Legacy Issue Number: 4008
Source: AT&T ( Duncan Grisby)
In a similar vein to Vishy's question about alignment, what should the
endianness of a word-oriented wchar be? This applies both to single
wchars, and the separate code points in a wstring. With the 2.3 spec,
it seemed quite obvious to me that word-oriented wide characters
should have the same endianness as the rest of the stream. After all,
they are no different from any other word-oriented type.
However, with the new 2.4 spec, there is now a bizarre section saying
that if, and only if, the TCS-W is UTF-16, all wchar values are
marshalled big-endian unless there is a byte-order-mark telling you
otherwise. I don't understand the point of this. Section 2.7 of the
Unicode Standard, version 3.0 says [emphasis mine]:
"Data streams that begin with U+FEFF byte order mark are likely to
contain Unicode values. It is recommended that applications sending
or receiving untyped data streams of coded characters use this
signature. _If other signaling methods are used, signatures should
not be employed._"
It seems quite clear to me that a GIOP stream is a typed data stream
which uses its own signalling methods. The Unicode standard therefore
says that a BOM should not be used.
I guess it's too late to clean up the UTF-16 encoding, but what about
other word-oriented code sets? What if the end-points have negotiated
the use of UCS-4? Should that be big-endian unless there's a BOM?
The spec doesn't say. Even worse, what if the negotiated encoding is
something like Big5? That doesn't have byte order marks. Big5
doesn't have a one-to-one Unicode mapping, so it's not sensible to
always translate to UTF-16.
GIOP already has a perfectly good mechanism for sorting out this kind
of issue. Please can wchar be considered on equal footing with all
other types, and use the stream's endianness?
Reported: CORBA 2.4 — Tue, 31 Oct 2000 05:00 GMT
Disposition: Resolved — CORBA 3.0.2
Updated: Fri, 6 Mar 2015 20:58 GMT

────────────────────────────────────────

* _What to work on_:
• 1. In the issue on wchar endianness, how does the 2.4 spec say wchar values are marshalled when the TCS-W is UTF-16?
• 2. In the rows below, copy the lines starting at the one containing "Would you confirm the presence of any blue" and ending at the one containing "Would you confirm the presence of any bridge", with both included.

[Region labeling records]
────────────────────────────────────────

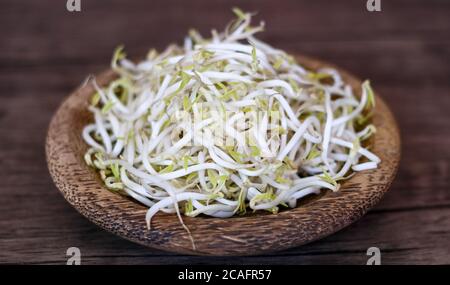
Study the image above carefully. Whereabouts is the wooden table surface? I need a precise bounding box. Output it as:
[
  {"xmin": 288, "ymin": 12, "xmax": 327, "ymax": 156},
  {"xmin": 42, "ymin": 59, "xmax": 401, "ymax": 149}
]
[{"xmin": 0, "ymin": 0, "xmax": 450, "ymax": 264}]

────────────────────────────────────────

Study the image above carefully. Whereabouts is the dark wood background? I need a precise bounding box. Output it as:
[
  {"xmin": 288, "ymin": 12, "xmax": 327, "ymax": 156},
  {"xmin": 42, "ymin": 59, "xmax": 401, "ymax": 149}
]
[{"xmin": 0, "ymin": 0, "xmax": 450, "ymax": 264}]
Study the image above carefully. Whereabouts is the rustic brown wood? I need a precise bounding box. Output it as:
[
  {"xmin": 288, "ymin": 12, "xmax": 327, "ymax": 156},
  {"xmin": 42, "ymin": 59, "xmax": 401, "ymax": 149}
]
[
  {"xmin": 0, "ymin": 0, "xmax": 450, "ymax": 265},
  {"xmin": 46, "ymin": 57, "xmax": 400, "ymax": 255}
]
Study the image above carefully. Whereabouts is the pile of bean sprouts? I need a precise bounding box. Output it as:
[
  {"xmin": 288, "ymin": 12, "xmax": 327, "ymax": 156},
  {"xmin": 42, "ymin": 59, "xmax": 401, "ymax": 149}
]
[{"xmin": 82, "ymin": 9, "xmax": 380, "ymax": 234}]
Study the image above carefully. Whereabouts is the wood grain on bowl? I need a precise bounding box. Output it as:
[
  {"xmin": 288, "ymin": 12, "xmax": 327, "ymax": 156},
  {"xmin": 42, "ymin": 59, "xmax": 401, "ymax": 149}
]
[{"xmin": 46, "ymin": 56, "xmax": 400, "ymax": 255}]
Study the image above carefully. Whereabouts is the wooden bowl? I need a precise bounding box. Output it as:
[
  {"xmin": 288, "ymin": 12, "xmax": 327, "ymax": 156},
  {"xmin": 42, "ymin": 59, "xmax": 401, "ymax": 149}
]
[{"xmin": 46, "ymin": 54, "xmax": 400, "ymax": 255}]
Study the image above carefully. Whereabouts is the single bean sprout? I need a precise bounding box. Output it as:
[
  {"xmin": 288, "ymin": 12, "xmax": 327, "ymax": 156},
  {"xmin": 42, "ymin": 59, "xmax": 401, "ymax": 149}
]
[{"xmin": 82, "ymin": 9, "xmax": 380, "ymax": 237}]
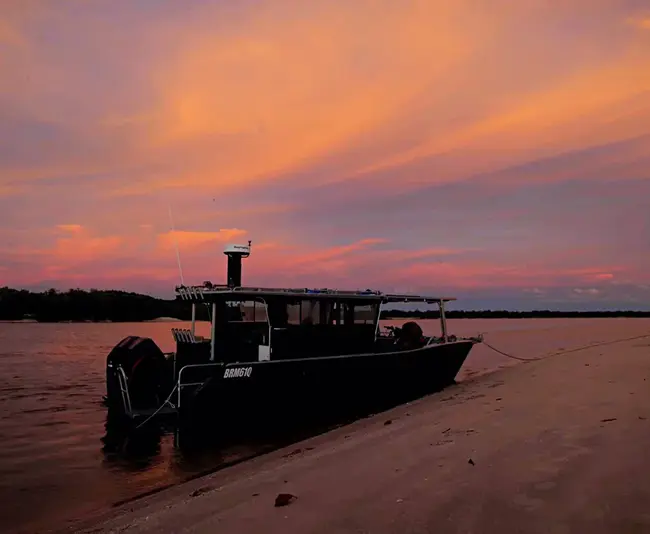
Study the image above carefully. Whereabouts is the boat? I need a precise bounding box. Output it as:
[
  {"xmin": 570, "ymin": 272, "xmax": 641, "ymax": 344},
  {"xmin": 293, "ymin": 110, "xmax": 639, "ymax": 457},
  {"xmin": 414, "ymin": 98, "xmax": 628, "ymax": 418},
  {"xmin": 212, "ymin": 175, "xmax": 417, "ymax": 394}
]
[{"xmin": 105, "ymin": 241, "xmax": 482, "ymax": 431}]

────────────────────────────────────────

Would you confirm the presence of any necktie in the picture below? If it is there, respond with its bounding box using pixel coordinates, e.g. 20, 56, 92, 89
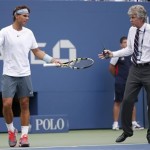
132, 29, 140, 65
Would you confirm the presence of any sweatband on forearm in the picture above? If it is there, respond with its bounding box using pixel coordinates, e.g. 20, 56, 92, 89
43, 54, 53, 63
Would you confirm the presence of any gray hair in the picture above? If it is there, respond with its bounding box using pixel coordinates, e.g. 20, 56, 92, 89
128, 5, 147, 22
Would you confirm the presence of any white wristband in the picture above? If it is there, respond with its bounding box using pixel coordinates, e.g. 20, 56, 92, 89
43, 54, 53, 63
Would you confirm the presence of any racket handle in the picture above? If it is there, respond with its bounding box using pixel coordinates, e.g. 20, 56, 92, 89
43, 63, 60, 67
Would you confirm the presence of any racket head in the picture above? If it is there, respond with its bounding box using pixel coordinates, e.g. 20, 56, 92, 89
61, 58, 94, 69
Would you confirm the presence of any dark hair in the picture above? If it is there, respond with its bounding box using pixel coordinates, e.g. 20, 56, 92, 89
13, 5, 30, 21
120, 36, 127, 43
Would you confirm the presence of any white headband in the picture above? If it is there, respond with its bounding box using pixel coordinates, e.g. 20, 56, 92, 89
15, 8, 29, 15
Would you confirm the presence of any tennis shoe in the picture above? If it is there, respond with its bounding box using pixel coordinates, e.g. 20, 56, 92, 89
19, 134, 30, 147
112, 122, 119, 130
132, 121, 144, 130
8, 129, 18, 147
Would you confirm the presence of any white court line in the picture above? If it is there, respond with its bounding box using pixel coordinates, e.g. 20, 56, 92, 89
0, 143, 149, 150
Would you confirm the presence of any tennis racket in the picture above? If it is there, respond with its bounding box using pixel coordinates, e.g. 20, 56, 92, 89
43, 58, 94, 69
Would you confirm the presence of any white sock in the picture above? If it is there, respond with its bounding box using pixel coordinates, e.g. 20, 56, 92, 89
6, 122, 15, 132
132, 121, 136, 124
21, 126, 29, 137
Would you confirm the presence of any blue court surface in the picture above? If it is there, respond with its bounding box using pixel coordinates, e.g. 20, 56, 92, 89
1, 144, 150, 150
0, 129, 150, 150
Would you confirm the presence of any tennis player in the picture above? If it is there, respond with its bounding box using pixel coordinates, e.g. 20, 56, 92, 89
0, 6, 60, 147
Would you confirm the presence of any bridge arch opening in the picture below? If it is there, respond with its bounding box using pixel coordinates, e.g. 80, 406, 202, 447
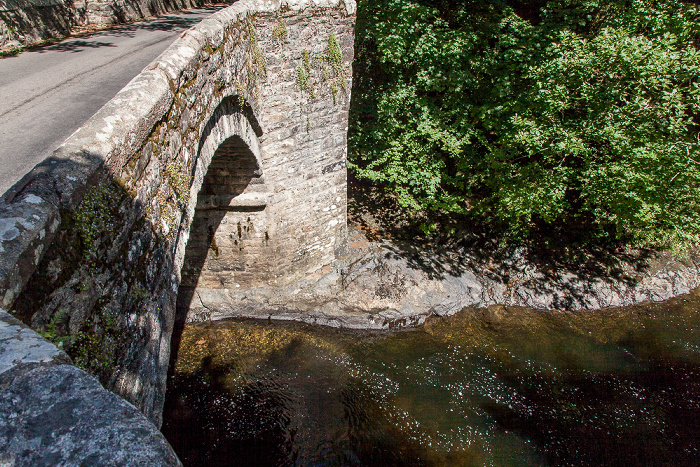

────────────────────────────────────────

* _Written answers_:
• 1. They are marshalled big-endian unless a byte-order mark indicates otherwise.

• 2.
Would you confirm the presence of any blue court surface in the picture above? If it is there, respond with its bounding box using pixel coordinates, e.g. 20, 56, 92, 89
1, 144, 150, 150
0, 129, 150, 150
Would you confirm the presence of any tennis player in the picture above? If it is there, respond with its bounding box using pixel coordinates, e.g. 20, 56, 92, 89
0, 6, 60, 147
Would you confirm the presence of any bridge arch opening in the picture below? If it is there, respond with its bounding box using pixel coordinates, e.g. 80, 406, 202, 447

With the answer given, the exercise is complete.